- CONJUNTO DE TAREAS
[a] Copia de la reflexión dominical el fragmento que comienza en las palabras "De esta manera" y termina después de "no puede entender.".
[b] Por favor, indica si cada afirmación concuerda con la reflexión dominical, con un sí o un no y las palabras decisivas citadas tal cual: (i) la cita larga se atribuye a la constitución Lumen gentium del Vaticano II; (ii) la felicidad que depende del matrimonio es la de una sola persona; (iii) el relato que se va a examinar procede del capítulo tercero del Génesis.

Reflexión dominical para el 7 de Octubre de 2012. El matrimonio nunca puede ser un juego porque de él depende la felicidad no de una sola persona, sino del cónyuge y de los hijos.
Para la Iglesia el matrimonio es algo tan importante que quiere que sus hijos, en el santo matrimonio, “siguiendo su propio camino, mediante la fidelidad en el amor, deben sostenerse mutuamente en la gracia a lo largo de toda la vida e inculcar la doctrina cristiana y las virtudes evangélicas a los hijos, amorosamente recibidos de Dios.
De esta manera ofrecen a todos el ejemplo de un incansable y generoso amor, contribuyen al establecimiento de la fraternidad en la caridad y se constituyen en testigos y colaboradores de la fecundidad de la madre Iglesia, como símbolo y participación de aquel amor con que Cristo amó a su esposa la Iglesia y se entregó a sí mismo por ella”.
Esta cita de la constitución dogmática del Vaticano II, Lumen gentium, es un poco larga pero les invito a meditarla. Si lo hacen encontrarán lo que constituye una gran riqueza de la Iglesia. Algo que el mundo no puede entender.
Veamos ahora cómo empezó todo, tal como nos lo cuenta el capítulo segundo del Génesis.
El párrafo está lleno de poesía y nos presenta una gran procesión de animales que Dios hace pasar por delante de Adán.

- MATERIAL DE ORIGEN
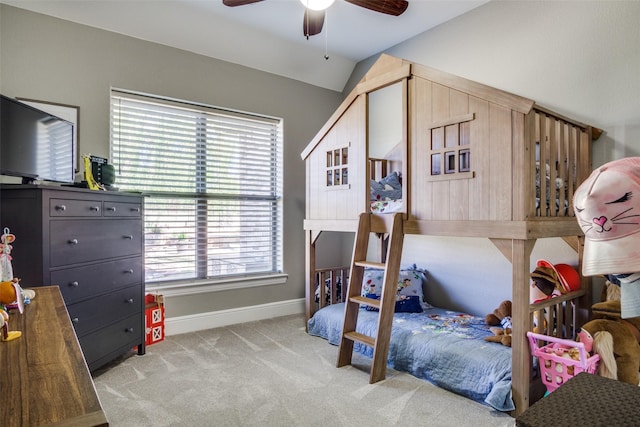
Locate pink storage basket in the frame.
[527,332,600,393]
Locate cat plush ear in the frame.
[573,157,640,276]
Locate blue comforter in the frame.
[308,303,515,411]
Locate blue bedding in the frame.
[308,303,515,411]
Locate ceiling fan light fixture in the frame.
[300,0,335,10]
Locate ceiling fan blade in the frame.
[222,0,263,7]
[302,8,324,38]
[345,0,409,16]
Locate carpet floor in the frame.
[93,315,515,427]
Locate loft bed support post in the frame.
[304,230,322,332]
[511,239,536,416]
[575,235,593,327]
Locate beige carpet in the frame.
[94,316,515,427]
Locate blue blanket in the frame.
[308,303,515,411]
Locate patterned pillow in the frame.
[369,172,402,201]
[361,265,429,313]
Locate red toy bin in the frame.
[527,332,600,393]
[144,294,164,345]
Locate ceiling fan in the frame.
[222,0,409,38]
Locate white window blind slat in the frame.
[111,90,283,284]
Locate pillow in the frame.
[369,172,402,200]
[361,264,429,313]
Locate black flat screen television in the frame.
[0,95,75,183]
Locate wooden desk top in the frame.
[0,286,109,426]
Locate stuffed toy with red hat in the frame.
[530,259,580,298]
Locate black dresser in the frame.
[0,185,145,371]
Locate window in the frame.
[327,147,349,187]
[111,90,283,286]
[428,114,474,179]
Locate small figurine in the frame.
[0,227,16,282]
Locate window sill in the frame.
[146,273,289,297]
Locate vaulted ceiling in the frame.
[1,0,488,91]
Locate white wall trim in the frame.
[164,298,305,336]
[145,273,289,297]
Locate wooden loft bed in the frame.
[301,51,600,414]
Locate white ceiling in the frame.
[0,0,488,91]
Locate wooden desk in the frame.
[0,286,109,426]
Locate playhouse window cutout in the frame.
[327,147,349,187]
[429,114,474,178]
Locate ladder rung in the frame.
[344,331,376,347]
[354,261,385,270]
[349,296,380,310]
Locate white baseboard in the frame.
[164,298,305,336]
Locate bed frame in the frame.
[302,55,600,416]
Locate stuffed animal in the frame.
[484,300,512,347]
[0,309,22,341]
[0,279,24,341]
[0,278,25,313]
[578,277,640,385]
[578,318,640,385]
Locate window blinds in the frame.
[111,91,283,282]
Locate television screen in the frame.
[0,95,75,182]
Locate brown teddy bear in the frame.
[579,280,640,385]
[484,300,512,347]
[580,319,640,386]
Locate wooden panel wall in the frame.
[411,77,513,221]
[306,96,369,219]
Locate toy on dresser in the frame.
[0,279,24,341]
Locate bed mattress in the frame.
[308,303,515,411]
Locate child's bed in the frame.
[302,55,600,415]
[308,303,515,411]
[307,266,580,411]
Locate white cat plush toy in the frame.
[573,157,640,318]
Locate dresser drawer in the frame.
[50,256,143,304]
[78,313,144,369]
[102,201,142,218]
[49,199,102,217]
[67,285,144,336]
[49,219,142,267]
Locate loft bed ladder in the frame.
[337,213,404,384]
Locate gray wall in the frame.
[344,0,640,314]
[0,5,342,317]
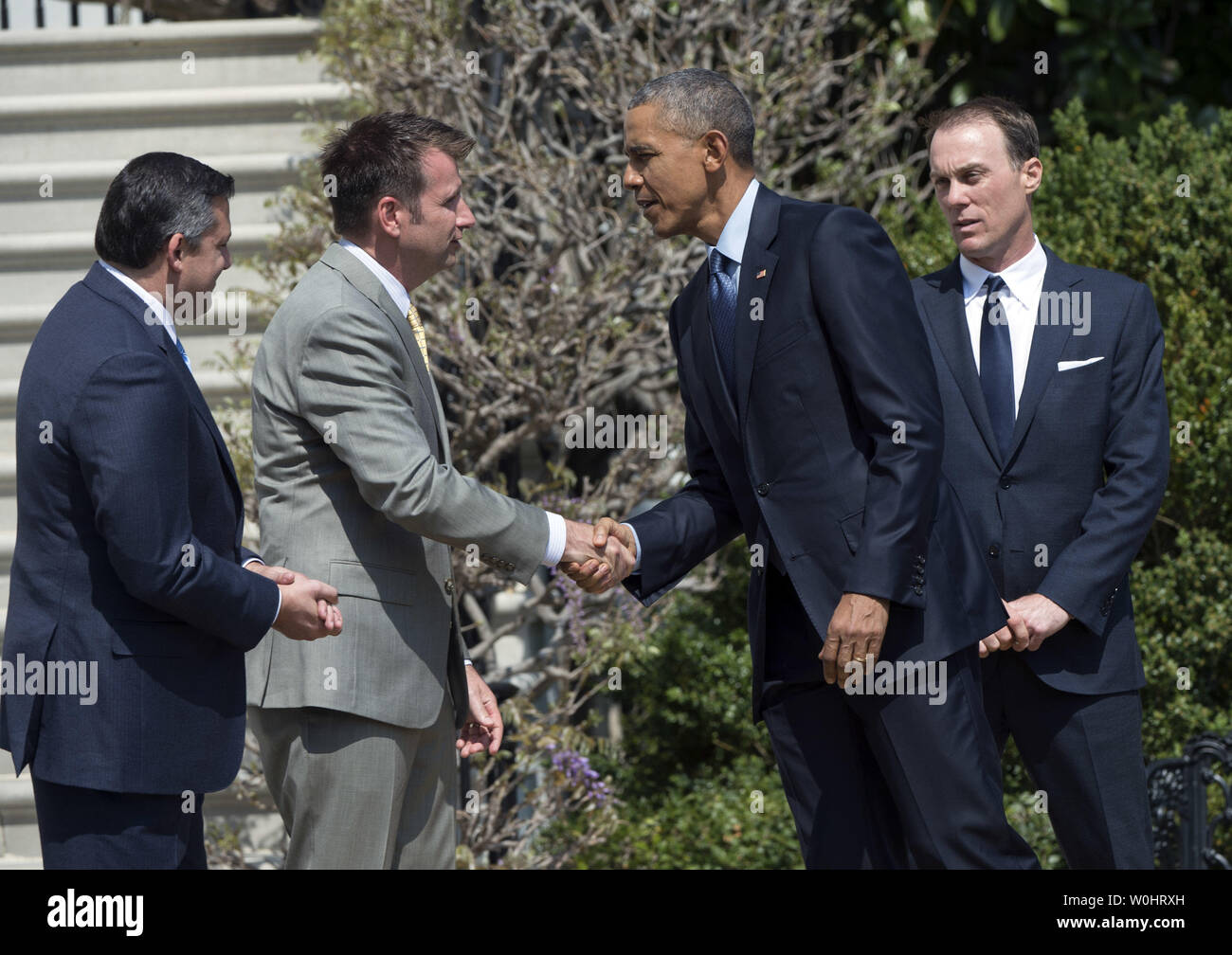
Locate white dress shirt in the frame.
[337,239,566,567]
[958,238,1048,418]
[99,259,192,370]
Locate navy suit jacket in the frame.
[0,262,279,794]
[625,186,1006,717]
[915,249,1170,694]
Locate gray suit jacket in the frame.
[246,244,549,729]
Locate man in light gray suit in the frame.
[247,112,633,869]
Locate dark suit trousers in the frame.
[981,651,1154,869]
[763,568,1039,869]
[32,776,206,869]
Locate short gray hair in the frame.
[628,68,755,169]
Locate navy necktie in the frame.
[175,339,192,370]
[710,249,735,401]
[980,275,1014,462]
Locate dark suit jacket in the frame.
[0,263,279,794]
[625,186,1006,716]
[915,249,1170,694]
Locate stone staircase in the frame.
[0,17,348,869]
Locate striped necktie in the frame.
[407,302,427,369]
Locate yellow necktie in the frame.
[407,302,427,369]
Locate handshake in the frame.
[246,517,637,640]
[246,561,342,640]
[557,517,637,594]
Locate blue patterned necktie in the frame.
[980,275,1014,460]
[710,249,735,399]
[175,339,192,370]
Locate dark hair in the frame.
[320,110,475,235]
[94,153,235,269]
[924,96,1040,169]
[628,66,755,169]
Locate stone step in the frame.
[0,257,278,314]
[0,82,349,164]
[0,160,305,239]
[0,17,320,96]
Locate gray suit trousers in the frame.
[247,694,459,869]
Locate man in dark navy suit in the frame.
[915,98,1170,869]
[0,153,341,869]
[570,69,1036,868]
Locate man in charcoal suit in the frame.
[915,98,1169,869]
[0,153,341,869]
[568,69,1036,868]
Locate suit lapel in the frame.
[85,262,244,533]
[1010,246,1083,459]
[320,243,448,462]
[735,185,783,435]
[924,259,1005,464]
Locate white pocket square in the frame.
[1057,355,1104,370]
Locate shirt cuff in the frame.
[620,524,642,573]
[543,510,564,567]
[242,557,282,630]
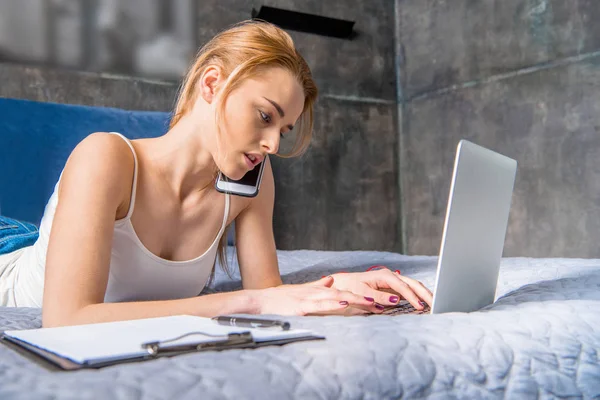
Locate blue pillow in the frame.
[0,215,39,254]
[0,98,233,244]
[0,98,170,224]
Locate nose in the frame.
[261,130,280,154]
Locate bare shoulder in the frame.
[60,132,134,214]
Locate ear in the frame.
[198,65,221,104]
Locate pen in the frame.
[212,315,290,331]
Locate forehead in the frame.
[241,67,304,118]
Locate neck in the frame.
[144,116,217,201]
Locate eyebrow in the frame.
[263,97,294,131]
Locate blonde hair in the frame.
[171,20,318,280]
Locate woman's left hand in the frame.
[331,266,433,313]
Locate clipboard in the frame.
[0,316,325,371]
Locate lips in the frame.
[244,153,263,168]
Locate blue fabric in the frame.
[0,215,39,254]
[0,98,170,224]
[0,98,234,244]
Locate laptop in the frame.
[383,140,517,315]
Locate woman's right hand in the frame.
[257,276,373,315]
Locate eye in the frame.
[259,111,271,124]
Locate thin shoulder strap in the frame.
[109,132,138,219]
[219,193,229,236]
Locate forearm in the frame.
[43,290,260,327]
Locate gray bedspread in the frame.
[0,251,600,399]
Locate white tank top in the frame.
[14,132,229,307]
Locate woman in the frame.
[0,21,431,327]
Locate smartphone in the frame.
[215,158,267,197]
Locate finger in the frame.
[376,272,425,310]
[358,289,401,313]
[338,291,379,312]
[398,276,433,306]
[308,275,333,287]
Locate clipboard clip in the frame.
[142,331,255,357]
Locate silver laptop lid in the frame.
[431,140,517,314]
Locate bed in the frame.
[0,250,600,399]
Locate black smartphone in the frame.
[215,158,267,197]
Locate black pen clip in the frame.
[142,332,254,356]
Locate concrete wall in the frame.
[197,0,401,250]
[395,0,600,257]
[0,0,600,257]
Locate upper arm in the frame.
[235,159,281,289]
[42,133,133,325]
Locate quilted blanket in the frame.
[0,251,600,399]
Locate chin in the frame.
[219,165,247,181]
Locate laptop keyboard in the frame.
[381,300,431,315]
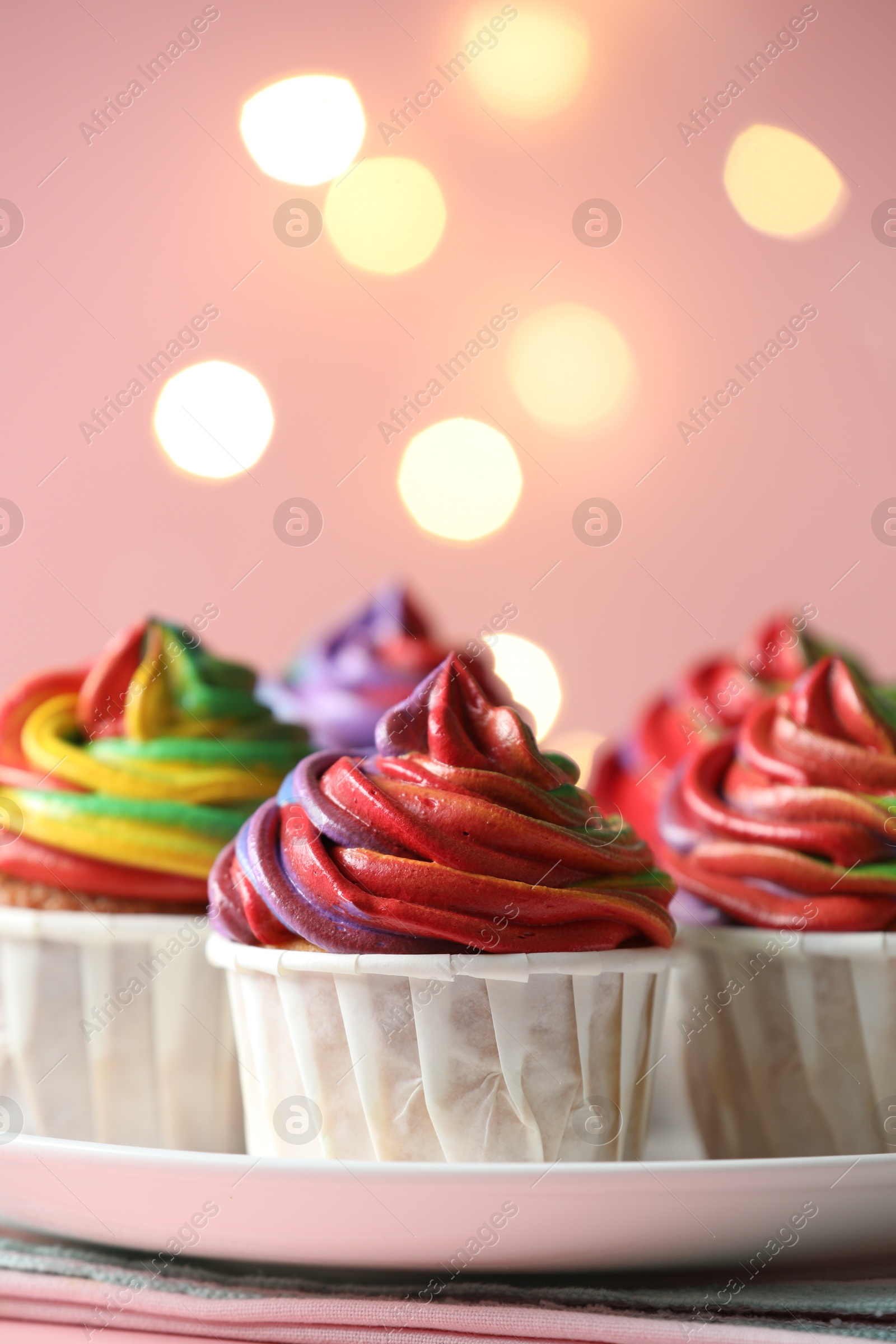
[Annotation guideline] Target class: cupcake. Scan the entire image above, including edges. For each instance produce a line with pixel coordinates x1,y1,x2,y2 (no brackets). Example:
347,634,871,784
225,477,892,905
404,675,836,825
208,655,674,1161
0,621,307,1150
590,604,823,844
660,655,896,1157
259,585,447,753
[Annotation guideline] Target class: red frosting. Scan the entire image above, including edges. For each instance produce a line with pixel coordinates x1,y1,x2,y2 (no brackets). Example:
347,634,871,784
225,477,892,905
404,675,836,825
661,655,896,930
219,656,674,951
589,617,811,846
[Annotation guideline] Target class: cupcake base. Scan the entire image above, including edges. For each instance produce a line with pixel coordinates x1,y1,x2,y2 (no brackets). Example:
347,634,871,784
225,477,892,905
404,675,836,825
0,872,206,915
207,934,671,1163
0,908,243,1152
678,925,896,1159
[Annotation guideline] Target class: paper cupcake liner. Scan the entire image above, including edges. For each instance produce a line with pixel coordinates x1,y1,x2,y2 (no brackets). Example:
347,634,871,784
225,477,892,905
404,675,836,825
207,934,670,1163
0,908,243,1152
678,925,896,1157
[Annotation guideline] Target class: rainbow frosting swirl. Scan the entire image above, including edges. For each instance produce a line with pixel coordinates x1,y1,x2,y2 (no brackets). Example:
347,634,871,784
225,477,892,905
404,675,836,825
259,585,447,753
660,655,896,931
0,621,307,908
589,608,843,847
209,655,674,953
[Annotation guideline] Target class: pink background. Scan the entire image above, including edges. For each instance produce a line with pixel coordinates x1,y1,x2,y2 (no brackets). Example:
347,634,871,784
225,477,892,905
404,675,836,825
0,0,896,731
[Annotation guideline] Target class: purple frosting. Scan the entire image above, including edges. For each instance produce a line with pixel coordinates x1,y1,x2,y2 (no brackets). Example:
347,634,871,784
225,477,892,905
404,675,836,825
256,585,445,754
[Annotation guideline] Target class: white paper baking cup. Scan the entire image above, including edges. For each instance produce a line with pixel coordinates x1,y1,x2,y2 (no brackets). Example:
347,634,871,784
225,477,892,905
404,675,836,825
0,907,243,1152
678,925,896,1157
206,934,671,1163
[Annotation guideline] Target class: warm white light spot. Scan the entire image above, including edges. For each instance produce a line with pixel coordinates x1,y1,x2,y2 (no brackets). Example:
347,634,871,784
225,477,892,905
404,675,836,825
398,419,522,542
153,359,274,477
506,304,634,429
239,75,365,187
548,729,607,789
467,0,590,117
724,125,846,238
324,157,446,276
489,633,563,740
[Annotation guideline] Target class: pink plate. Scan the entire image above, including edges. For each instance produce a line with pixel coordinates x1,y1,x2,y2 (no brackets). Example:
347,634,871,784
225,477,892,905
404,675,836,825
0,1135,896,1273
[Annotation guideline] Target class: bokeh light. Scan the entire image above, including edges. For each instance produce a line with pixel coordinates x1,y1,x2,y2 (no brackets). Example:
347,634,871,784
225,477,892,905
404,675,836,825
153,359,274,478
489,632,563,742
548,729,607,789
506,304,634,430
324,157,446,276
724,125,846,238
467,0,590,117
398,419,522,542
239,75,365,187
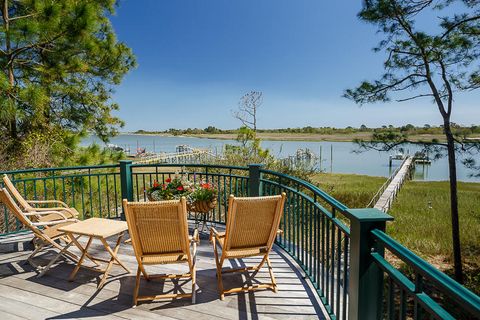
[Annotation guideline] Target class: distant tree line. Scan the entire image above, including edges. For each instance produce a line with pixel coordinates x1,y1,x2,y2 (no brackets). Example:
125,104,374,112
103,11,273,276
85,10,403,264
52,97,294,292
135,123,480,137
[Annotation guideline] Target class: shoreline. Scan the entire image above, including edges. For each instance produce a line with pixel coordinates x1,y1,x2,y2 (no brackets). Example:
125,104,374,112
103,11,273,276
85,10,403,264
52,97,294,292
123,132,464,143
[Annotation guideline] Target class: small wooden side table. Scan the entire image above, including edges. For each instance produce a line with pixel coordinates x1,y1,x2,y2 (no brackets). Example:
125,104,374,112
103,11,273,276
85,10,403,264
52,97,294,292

- RESPUESTAS POR PUNTO
[a]
De esta manera ofrecen a todos el ejemplo de un incansable y generoso amor, contribuyen al establecimiento de la fraternidad en la caridad y se constituyen en testigos y colaboradores de la fecundidad de la madre Iglesia, como símbolo y participación de aquel amor con que Cristo amó a su esposa la Iglesia y se entregó a sí mismo por ella”.
Esta cita de la constitución dogmática del Vaticano II, Lumen gentium, es un poco larga pero les invito a meditarla. Si lo hacen encontrarán lo que constituye una gran riqueza de la Iglesia. Algo que el mundo no puede entender.

[b]
(i) Sí: "Esta cita de la constitución dogmática del Vaticano II, Lumen gentium".
(ii) No: "de él depende la felicidad no de una sola persona, sino del cónyuge y de los hijos".
(iii) No: "tal como nos lo cuenta el capítulo segundo del Génesis".